#### [THE PROBLEM]
Identify every line in the records that contains the string "clicks" and copy each of those lines in full.

*** DATASET RECORDS ***

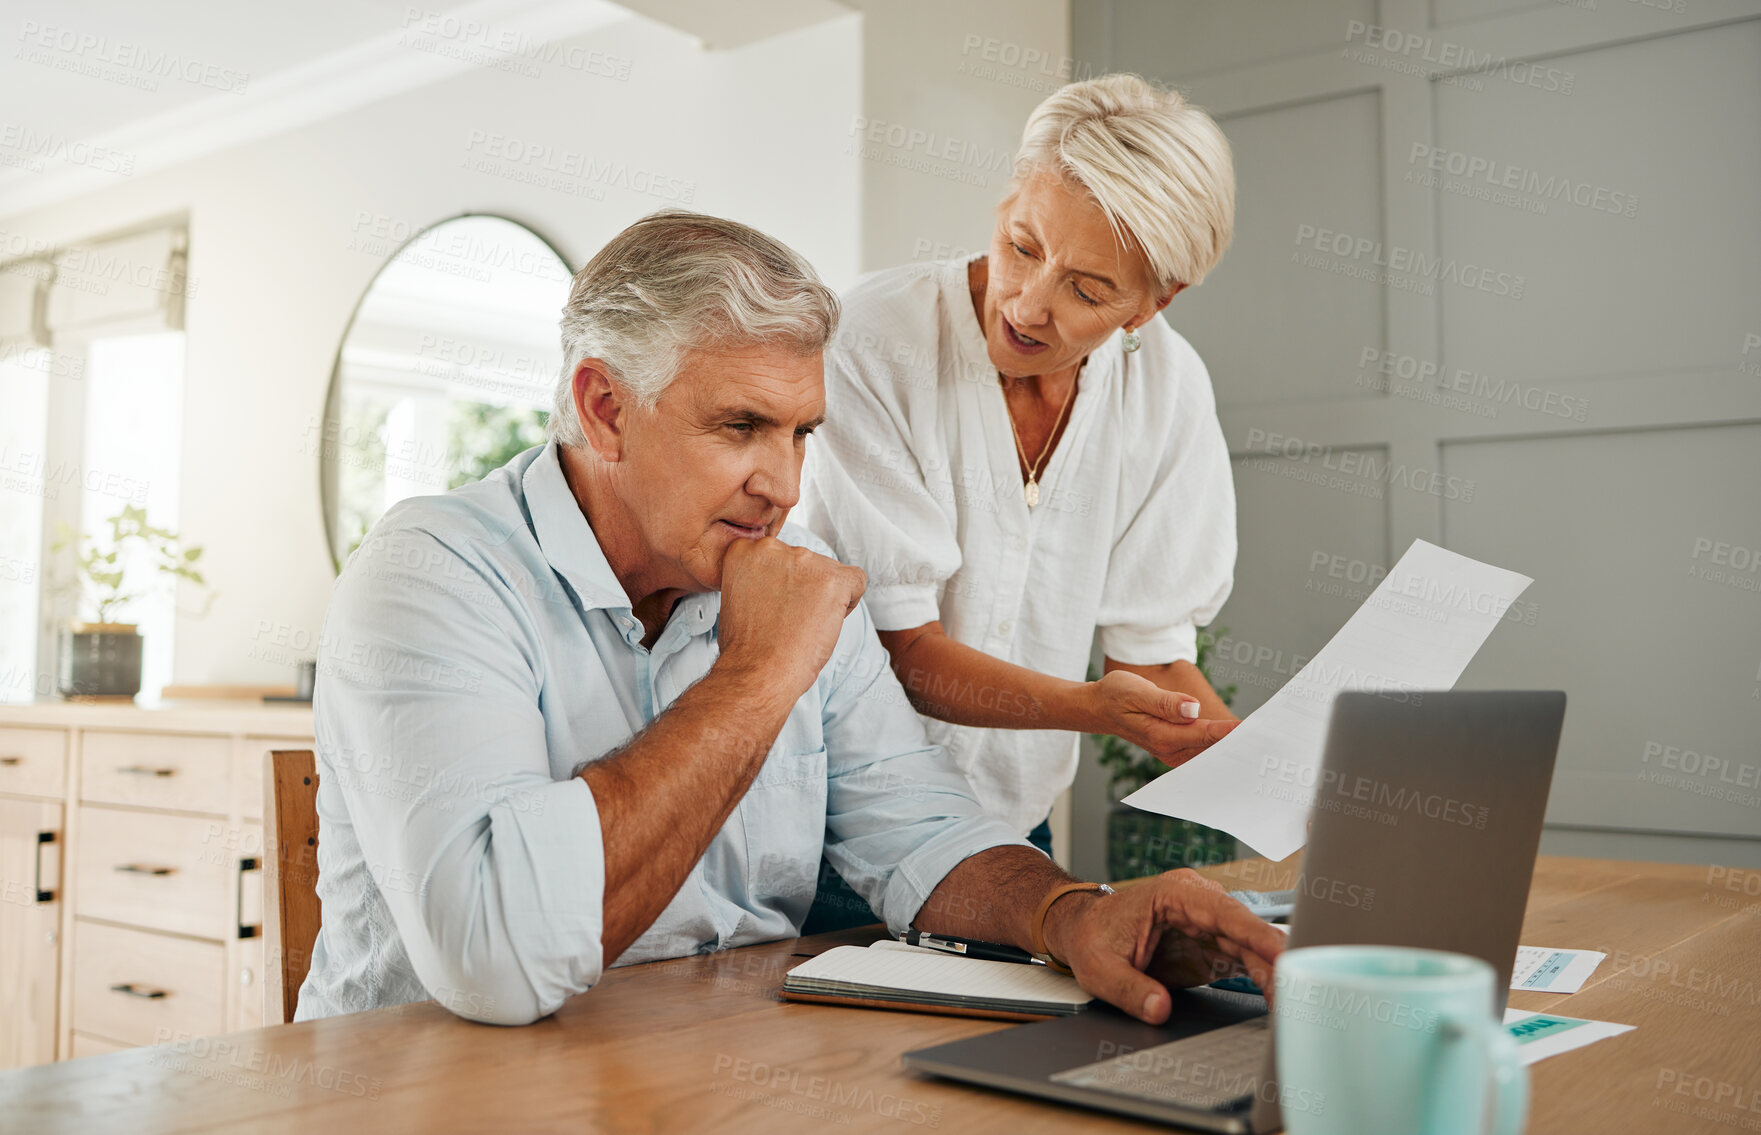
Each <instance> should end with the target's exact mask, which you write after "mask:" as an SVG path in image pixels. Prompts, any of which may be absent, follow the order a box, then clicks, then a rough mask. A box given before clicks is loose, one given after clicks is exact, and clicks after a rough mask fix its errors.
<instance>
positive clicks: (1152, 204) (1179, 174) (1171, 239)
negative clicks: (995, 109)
mask: <svg viewBox="0 0 1761 1135" xmlns="http://www.w3.org/2000/svg"><path fill="white" fill-rule="evenodd" d="M1037 169H1051V171H1057V172H1058V174H1062V176H1065V178H1069V179H1071V181H1074V183H1076V185H1079V187H1083V188H1085V190H1088V194H1090V195H1092V197H1094V199H1095V204H1099V206H1101V211H1102V213H1106V218H1108V223H1111V225H1113V232H1115V234H1116V236H1118V238H1122V243H1125V245H1127V246H1132V245H1136V246H1138V248H1141V250H1143V255H1145V259H1146V260H1148V262H1150V271H1152V273H1155V282H1157V285H1160V287H1164V289H1166V287H1173V285H1175V283H1199V282H1201V280H1203V278H1205V275H1206V273H1208V271H1210V269H1212V267H1215V266H1217V260H1220V259H1222V253H1224V250H1226V248H1229V238H1231V236H1233V232H1234V162H1233V158H1231V153H1229V139H1226V137H1224V134H1222V130H1220V128H1219V127H1217V123H1215V121H1212V116H1210V114H1206V113H1205V111H1201V109H1199V107H1196V106H1192V104H1190V102H1187V100H1185V99H1183V97H1182V95H1180V92H1173V90H1166V88H1160V86H1155V84H1153V83H1148V81H1146V79H1141V77H1138V76H1127V74H1116V76H1101V77H1099V79H1087V81H1083V83H1071V84H1067V86H1062V88H1058V90H1057V92H1053V93H1051V95H1050V97H1048V99H1046V100H1044V102H1041V104H1039V106H1037V107H1035V109H1034V113H1032V114H1030V116H1028V120H1027V128H1025V130H1023V132H1021V148H1020V150H1018V151H1016V178H1018V179H1020V178H1023V176H1028V174H1032V172H1034V171H1037Z"/></svg>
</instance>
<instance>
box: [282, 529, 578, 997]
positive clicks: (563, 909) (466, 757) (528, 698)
mask: <svg viewBox="0 0 1761 1135" xmlns="http://www.w3.org/2000/svg"><path fill="white" fill-rule="evenodd" d="M532 633H534V632H532V626H530V625H528V623H527V621H525V616H523V614H521V611H519V605H518V604H514V602H507V591H505V584H502V582H500V579H498V577H497V575H495V574H493V572H483V570H479V568H475V567H474V565H472V561H470V558H468V556H467V554H461V553H460V551H456V549H453V547H449V546H447V544H444V542H442V540H440V538H437V537H435V535H430V533H426V531H421V530H409V528H405V530H391V531H384V533H375V535H373V537H372V538H370V540H368V542H366V544H365V546H363V547H361V549H359V551H357V553H356V554H354V558H352V560H350V565H349V570H347V572H345V574H343V577H342V581H340V582H338V588H336V593H335V597H333V602H331V609H329V614H328V618H326V623H324V633H322V637H321V646H319V670H321V679H319V686H317V699H315V706H313V709H315V732H317V751H319V762H321V765H319V769H321V797H319V801H321V809H319V818H321V831H319V839H321V866H324V859H322V853H324V824H326V822H336V820H343V822H347V824H349V825H350V827H352V832H354V836H356V839H357V841H359V848H361V853H363V857H365V860H366V871H368V873H370V876H372V882H373V885H375V887H377V890H379V892H380V896H382V897H384V901H386V908H387V910H389V912H391V917H393V920H394V924H396V933H398V936H400V938H402V943H403V947H405V950H407V952H409V959H410V964H412V968H414V971H416V975H417V977H419V978H421V982H423V984H424V985H426V987H428V992H430V996H435V998H437V1000H440V1001H442V1005H447V1007H449V1008H453V1010H454V1012H458V1014H460V1015H465V1017H472V1019H477V1021H490V1022H497V1024H523V1022H528V1021H535V1019H539V1017H542V1015H546V1014H549V1012H553V1010H555V1008H556V1007H558V1005H562V1001H564V1000H565V998H569V996H571V994H576V992H581V991H585V989H588V987H592V985H593V984H595V982H597V980H599V975H601V970H602V963H604V956H602V948H601V924H602V896H604V845H602V839H601V827H599V809H597V808H595V802H593V794H592V790H590V788H588V785H586V781H585V780H581V778H572V780H567V781H558V780H555V778H553V776H551V765H549V757H548V748H546V730H544V718H542V714H541V711H539V688H541V681H542V676H541V674H539V672H537V667H539V662H537V651H534V649H532V648H530V642H532ZM331 785H335V788H336V790H338V792H340V801H342V802H343V804H345V816H343V815H338V811H336V808H335V801H336V797H335V795H331V794H329V792H324V790H322V788H329V787H331ZM328 801H329V804H331V806H329V808H326V802H328ZM324 869H328V866H324Z"/></svg>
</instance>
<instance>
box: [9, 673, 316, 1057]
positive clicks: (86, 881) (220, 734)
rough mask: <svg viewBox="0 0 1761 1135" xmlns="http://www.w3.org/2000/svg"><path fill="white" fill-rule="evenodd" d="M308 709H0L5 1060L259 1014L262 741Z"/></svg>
mask: <svg viewBox="0 0 1761 1135" xmlns="http://www.w3.org/2000/svg"><path fill="white" fill-rule="evenodd" d="M271 748H312V709H310V706H264V704H252V702H162V704H157V706H136V704H69V702H42V704H33V706H0V885H4V892H0V1068H12V1066H21V1065H41V1063H48V1061H53V1059H69V1058H74V1056H92V1054H95V1052H109V1051H114V1049H127V1047H136V1045H148V1043H155V1042H162V1040H164V1038H166V1036H169V1035H176V1033H180V1031H188V1033H195V1035H203V1033H229V1031H234V1029H245V1028H255V1026H259V1024H262V966H264V956H262V938H261V926H262V855H264V846H262V753H264V751H268V750H271Z"/></svg>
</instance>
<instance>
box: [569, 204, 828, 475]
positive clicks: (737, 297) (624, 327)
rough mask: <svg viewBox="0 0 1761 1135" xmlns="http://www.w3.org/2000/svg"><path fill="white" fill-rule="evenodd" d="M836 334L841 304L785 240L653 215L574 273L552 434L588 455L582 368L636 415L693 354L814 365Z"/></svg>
mask: <svg viewBox="0 0 1761 1135" xmlns="http://www.w3.org/2000/svg"><path fill="white" fill-rule="evenodd" d="M836 329H838V297H836V294H835V292H833V290H831V289H828V287H826V285H824V283H821V280H819V276H817V275H815V273H814V266H812V264H808V262H807V259H805V257H803V255H801V253H798V252H796V250H792V248H789V246H787V245H784V243H782V241H778V239H777V238H773V236H766V234H763V232H759V231H757V229H754V227H750V225H741V223H740V222H736V220H726V218H722V216H704V215H703V213H689V211H685V209H662V211H659V213H650V215H648V216H645V218H641V220H637V222H636V223H634V225H630V227H629V229H625V231H623V232H620V234H618V236H615V238H611V239H609V241H608V243H606V246H604V248H601V250H599V253H595V255H593V259H592V260H588V262H586V267H583V269H581V271H578V273H576V275H574V285H572V287H571V289H569V303H565V304H564V308H562V357H564V366H562V375H558V378H556V392H555V403H556V405H555V410H553V412H551V415H549V422H548V426H546V433H548V435H549V436H553V438H556V440H558V442H562V443H564V445H586V438H585V435H583V433H581V422H579V421H578V419H576V412H574V368H576V366H579V364H581V359H602V361H604V362H606V368H608V370H609V371H611V378H613V380H616V382H618V384H620V385H622V387H623V389H625V391H629V392H630V396H632V398H634V399H636V405H639V406H653V405H655V403H657V401H659V399H660V394H662V392H664V391H666V389H667V385H669V384H671V382H673V378H676V377H678V368H680V362H683V359H685V354H689V352H692V350H704V348H715V347H747V345H755V343H763V345H780V347H785V348H789V350H794V352H796V354H801V355H808V354H817V352H821V350H824V348H826V343H829V341H831V336H833V334H835V333H836Z"/></svg>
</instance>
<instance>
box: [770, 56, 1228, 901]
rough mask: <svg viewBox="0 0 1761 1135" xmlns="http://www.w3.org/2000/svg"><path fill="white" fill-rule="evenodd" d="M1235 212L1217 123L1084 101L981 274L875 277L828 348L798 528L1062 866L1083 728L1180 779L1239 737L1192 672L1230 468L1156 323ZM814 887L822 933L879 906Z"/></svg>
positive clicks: (1222, 551)
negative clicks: (1184, 775) (1137, 756)
mask: <svg viewBox="0 0 1761 1135" xmlns="http://www.w3.org/2000/svg"><path fill="white" fill-rule="evenodd" d="M1233 197H1234V172H1233V169H1231V157H1229V144H1227V141H1226V139H1224V135H1222V132H1220V130H1219V128H1217V123H1215V121H1212V120H1210V118H1208V116H1206V114H1205V113H1203V111H1199V109H1197V107H1192V106H1189V104H1187V102H1185V100H1183V99H1182V97H1180V95H1178V93H1173V92H1166V90H1159V88H1155V86H1152V84H1150V83H1145V81H1143V79H1138V77H1136V76H1106V77H1101V79H1092V81H1085V83H1072V84H1069V86H1064V88H1062V90H1058V92H1057V93H1053V95H1051V97H1050V99H1046V100H1044V102H1043V104H1041V106H1039V109H1035V111H1034V114H1032V116H1030V118H1028V121H1027V128H1025V130H1023V135H1021V148H1020V151H1018V155H1016V164H1014V178H1013V181H1011V185H1009V192H1007V195H1006V197H1004V199H1002V202H1000V204H998V206H997V229H995V232H993V234H991V241H990V252H988V255H977V257H972V259H963V260H947V262H940V264H917V266H907V267H896V269H889V271H882V273H875V275H872V276H868V278H865V280H863V282H859V283H858V285H856V289H854V290H852V292H851V294H849V296H847V297H845V319H844V326H842V329H840V333H838V336H836V340H835V345H833V348H831V350H829V352H828V403H829V406H828V408H829V417H828V421H826V426H824V428H822V429H821V431H819V433H817V436H819V438H822V442H824V443H822V445H819V443H815V447H814V449H815V450H817V452H815V456H814V458H812V461H810V475H808V484H807V489H805V494H803V503H801V519H805V521H807V524H808V526H810V528H812V531H814V533H815V535H819V537H821V538H824V540H826V542H828V544H831V547H833V549H835V551H836V553H838V558H840V560H844V561H845V563H854V565H858V567H861V568H863V570H865V572H866V574H868V609H870V612H872V616H873V621H875V626H877V628H879V632H881V641H882V644H884V646H886V649H888V653H889V656H891V665H893V669H895V670H896V674H898V677H900V681H902V683H903V686H905V690H907V695H909V697H910V699H912V702H914V704H916V706H917V709H919V711H921V713H923V714H926V716H928V718H933V720H932V721H930V723H928V725H930V734H932V737H933V739H935V741H939V743H942V744H944V746H946V748H947V751H949V753H951V755H953V758H954V760H956V762H958V765H960V769H962V771H963V773H965V774H967V778H969V780H970V783H972V787H974V790H976V792H977V797H979V801H981V802H983V804H984V806H986V808H988V809H990V811H991V813H995V815H998V816H1002V818H1004V820H1006V822H1007V824H1009V825H1011V827H1013V829H1014V831H1018V832H1028V838H1030V839H1032V841H1034V843H1035V845H1039V846H1041V848H1044V850H1048V852H1050V825H1048V824H1046V822H1044V820H1046V818H1048V813H1050V809H1051V802H1053V801H1055V799H1057V795H1058V794H1060V792H1064V788H1067V787H1069V783H1071V780H1072V778H1074V774H1076V737H1074V736H1072V734H1081V732H1106V734H1115V736H1118V737H1124V739H1127V741H1132V743H1136V744H1139V746H1143V748H1145V750H1148V751H1150V753H1153V755H1155V757H1159V758H1160V760H1162V762H1166V764H1169V765H1175V764H1180V762H1182V760H1187V758H1190V757H1194V755H1196V753H1197V751H1201V750H1203V748H1205V746H1206V744H1210V743H1212V741H1215V739H1219V737H1222V736H1224V734H1226V732H1227V730H1229V729H1231V727H1233V723H1234V718H1233V714H1229V711H1227V709H1226V707H1224V704H1222V700H1220V699H1219V697H1217V693H1215V692H1213V690H1212V688H1210V685H1208V683H1206V681H1205V677H1203V676H1201V674H1199V670H1197V667H1196V665H1194V658H1196V628H1197V626H1201V625H1205V623H1208V621H1210V619H1212V618H1213V616H1215V614H1217V609H1219V607H1222V604H1224V600H1226V598H1227V597H1229V588H1231V582H1233V570H1234V551H1236V544H1234V487H1233V484H1231V479H1229V456H1227V450H1226V447H1224V440H1222V429H1220V428H1219V424H1217V412H1215V398H1213V394H1212V385H1210V377H1208V375H1206V371H1205V362H1203V361H1201V359H1199V355H1197V354H1196V352H1194V350H1192V347H1190V345H1189V343H1187V341H1185V340H1183V338H1180V334H1178V333H1176V331H1173V329H1171V327H1169V326H1168V324H1166V322H1164V320H1160V319H1157V315H1159V313H1160V311H1162V308H1166V306H1168V303H1169V301H1171V299H1173V297H1175V296H1178V294H1180V292H1182V290H1183V289H1187V287H1192V285H1194V283H1199V282H1201V280H1203V278H1205V275H1206V273H1208V271H1210V269H1212V267H1213V266H1215V264H1217V260H1219V259H1220V257H1222V253H1224V248H1226V246H1227V245H1229V234H1231V229H1233V222H1234V201H1233ZM1095 630H1099V633H1101V649H1102V651H1104V655H1106V667H1104V676H1102V677H1101V679H1099V681H1085V674H1087V665H1088V655H1090V644H1092V642H1094V635H1095ZM821 882H822V910H821V917H819V919H815V920H814V922H812V926H810V929H819V927H826V926H835V924H838V922H842V919H838V917H836V912H835V910H828V908H826V901H828V899H829V903H831V906H844V908H845V913H858V915H861V913H865V912H859V910H856V912H851V910H849V908H851V906H856V904H852V903H849V901H847V897H845V899H844V901H842V903H840V901H838V899H840V896H842V894H844V892H842V889H840V887H838V880H836V878H835V876H829V873H826V875H822V878H821ZM851 897H852V896H851Z"/></svg>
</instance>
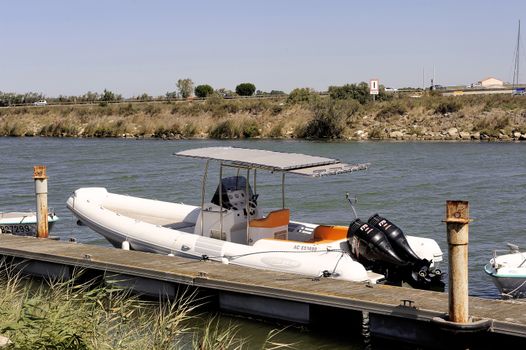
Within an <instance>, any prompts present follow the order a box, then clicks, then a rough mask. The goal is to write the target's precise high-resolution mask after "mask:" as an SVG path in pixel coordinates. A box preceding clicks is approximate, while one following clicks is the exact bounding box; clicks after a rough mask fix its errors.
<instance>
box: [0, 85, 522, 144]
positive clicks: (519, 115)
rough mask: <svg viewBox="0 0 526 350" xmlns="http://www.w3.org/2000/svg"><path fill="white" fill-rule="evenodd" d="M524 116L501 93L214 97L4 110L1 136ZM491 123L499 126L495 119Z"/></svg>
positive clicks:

*** End of DATASET RECORDS ***

#### [ANSWER TO THIS TASK]
Each <instance> should end with the target's exact mask, which you write after "mask:" as an SVG path in image pixels. Prompts, any of which may be absent, follow the order a box, then clicks, then a rough mask. A box given before clicks is loose, one given after clicks is exact, and clicks after a rough mask fix its errors.
positive clicks: (1152, 204) (1179, 174) (1171, 239)
negative clicks: (995, 109)
positive clicks: (563, 909) (466, 757) (528, 698)
positive clicks: (86, 881) (220, 734)
positive clicks: (737, 297) (624, 327)
positive clicks: (1222, 551)
negative clicks: (1184, 775) (1137, 756)
Within an <instance>, any prompts present follow the order a box, then clicks, then a rough mask. The goal is to write the target's precise high-resolution mask after "mask:" as an SVG path in pixel coordinates. A box preceding clicks is approximate, while one following clicks is the exact bounding box; clicks after a rough mask fix its errors.
positive clicks: (519, 115)
positive clicks:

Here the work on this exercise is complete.